◆ **Document excerpt**:
=== Begin Enclosure ===

A second CZI grant for NumPy and OpenBLAS

I am happy to announce that NumPy and OpenBLAS have once again been awarded a grant from the Chan Zuckerberg Initiative through Cycle 3 of the Essential Open Source Software for Science (EOSS) program. This new grant totaling $140,000 will fund part of our efforts to improve usability and sustainability in both projects and is excellent news for the scientific computing community, which will certainly benefit from this work downstream.

Why this is important for NumPy and OpenBLAS

The Essential Open Source Software for Science program is visionary and unique. The activities supported by this funding are not restricted to new technical features. Rather, it supports maintenance, community engagement, and other types of work that often go unrewarded in open source projects. And although its primary goal is to fund the computational foundations of biology, the benefits of the work done under the Chan Zuckerberg Initiative's program extend well beyond specific scientific areas.

This is the second grant from CZI that NumPy and OpenBLAS have received. This past year, the funding has enabled several high-impact improvements to the NumPy and OpenBLAS communities. For NumPy, this has meant a new website, the establishment of the Documentation and Website Teams, and mentorship and onboarding activities to grow and diversify the maintainers for the project. For OpenBLAS, the focus has been on technical improvements (thread safety, support for the 512-bit Advanced Vector Extensions (AVX-512) code, and thread-local storage). The impacts of these developments extend throughout the scientific Python ecosystem and beyond, and the increased activity has also attracted several new contributors.

Our plans for 2021 include continuing with our efforts in documentation and community building for NumPy and also working to modernize its integration with Fortran tools via F2py, in addition to dedicating resources towards ensuring the sustainability of both NumPy and OpenBLAS. You can read the full proposal here.

Documentation

The establishment of the NumPy documentation team has resulted not only in a restructuring of the documentation and a new repository for educational content but has also created the opportunity for many new contributors to join the project. Part of this new grant will enable us to continue that work, resulting in a set of high-quality documents around NumPy while at the same time diversifying opportunities for community contributions.

F2py

As a part of NumPy, the F2py tool is used by numerous projects in the Python scientific ecosystem, including SciPy itself, to automate the compilation of Fortran code into Python modules, making it an essential piece of the infrastructure for these projects.

However, Fortran has evolved over the years. Although considered by some as a niche language, it is still very popular among scientific computing and high-performance developers and is in active development. Due to a lack of dedicated development work in the past years, F2py does not support many current features of the language. In addition, because of limited resources dedicated to testing and maintenance, regressions have been introduced in the F2py code that may result in a propagation of bugs for many other projects. With this grant, we plan to address the maintenance backlog and extend the functionality of F2py and bring back Pearu Peterson, the original author for the F2py tool, to its development.

=== End Enclosure ===

Rewrite the NumPy and OpenBLAS grant announcement from "I am happy to" to "this work downstream.", putting "Cycle 4" in place of "Cycle 3".

◆ **Information supplied**:
=== Begin Enclosure ===

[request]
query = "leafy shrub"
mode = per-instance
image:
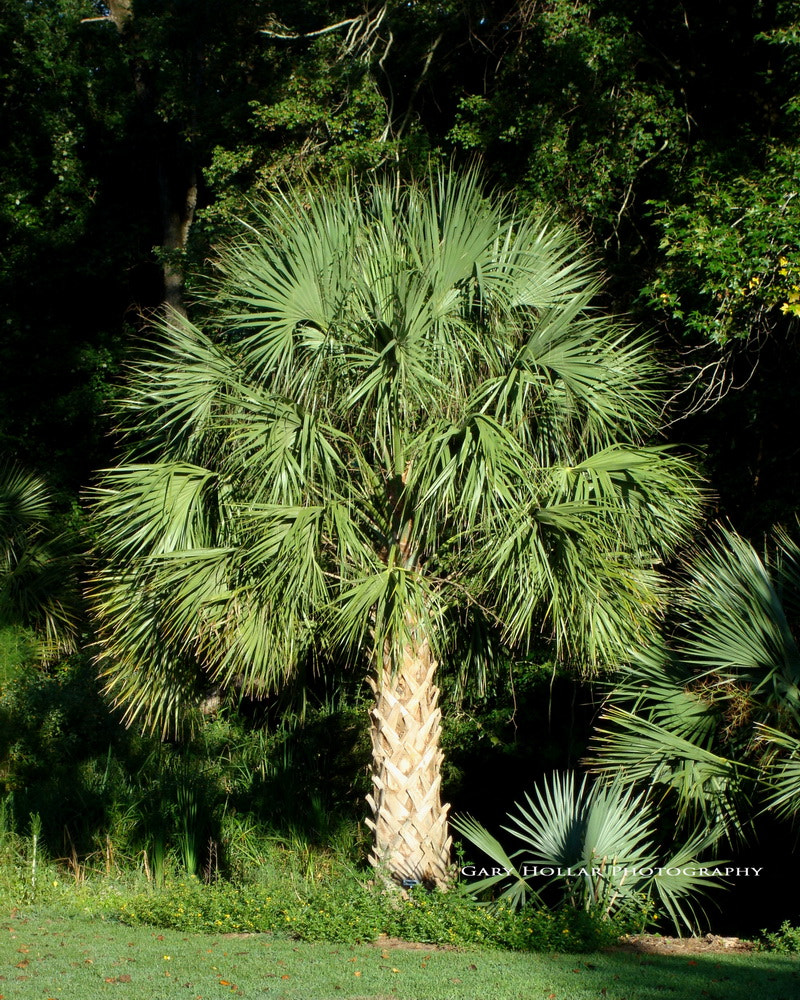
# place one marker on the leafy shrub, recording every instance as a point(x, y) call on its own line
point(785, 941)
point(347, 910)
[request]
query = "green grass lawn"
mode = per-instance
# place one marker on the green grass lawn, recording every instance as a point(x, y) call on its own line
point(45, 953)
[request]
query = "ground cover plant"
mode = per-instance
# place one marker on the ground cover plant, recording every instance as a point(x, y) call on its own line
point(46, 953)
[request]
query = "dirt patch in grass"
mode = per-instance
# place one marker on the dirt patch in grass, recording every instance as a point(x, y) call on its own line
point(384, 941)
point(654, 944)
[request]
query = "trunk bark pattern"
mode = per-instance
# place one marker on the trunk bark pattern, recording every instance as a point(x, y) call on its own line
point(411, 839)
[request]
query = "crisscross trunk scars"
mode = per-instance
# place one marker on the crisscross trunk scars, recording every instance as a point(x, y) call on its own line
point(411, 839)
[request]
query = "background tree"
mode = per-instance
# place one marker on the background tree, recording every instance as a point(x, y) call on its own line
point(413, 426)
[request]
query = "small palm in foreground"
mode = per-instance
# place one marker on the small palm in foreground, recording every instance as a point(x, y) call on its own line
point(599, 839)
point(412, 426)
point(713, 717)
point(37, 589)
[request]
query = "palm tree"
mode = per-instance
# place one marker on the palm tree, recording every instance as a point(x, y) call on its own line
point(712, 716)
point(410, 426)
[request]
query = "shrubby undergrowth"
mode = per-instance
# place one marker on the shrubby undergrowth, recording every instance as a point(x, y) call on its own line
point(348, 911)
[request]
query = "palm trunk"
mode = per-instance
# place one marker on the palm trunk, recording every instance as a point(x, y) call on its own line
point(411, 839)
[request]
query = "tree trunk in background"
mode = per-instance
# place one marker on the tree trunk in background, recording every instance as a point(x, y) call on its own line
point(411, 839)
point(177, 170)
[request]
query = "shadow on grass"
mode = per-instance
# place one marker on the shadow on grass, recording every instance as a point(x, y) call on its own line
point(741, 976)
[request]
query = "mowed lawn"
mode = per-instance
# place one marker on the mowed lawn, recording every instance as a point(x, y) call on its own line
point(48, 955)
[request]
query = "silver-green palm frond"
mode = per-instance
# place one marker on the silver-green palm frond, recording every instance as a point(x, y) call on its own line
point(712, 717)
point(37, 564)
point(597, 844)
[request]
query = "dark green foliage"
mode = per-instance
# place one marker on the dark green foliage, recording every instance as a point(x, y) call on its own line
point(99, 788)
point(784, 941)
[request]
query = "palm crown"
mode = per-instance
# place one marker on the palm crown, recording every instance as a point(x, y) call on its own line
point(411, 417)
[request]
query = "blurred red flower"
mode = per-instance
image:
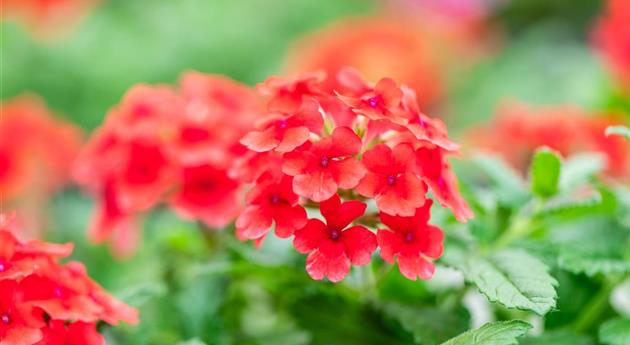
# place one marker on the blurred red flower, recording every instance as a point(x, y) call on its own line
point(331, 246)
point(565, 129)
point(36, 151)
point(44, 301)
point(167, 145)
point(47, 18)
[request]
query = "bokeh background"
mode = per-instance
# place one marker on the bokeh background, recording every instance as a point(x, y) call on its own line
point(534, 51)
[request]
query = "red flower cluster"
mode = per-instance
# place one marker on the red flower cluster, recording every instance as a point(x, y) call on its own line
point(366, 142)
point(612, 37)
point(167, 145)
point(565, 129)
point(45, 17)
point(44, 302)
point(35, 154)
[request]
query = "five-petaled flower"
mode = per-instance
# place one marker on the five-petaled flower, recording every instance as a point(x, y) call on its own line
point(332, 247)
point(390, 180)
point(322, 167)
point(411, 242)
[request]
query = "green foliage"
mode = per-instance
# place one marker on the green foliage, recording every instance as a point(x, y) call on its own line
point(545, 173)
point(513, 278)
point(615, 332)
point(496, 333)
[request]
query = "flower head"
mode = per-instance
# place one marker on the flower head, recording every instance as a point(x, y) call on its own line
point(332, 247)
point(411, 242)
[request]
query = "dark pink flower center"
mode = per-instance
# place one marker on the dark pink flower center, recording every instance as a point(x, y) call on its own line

=== End Enclosure ===

◆ **Task answer**:
I am happy to announce that NumPy and OpenBLAS have once again been awarded a grant from the Chan Zuckerberg Initiative through Cycle 4 of the Essential Open Source Software for Science (EOSS) program. This new grant totaling $140,000 will fund part of our efforts to improve usability and sustainability in both projects and is excellent news for the scientific computing community, which will certainly benefit from this work downstream.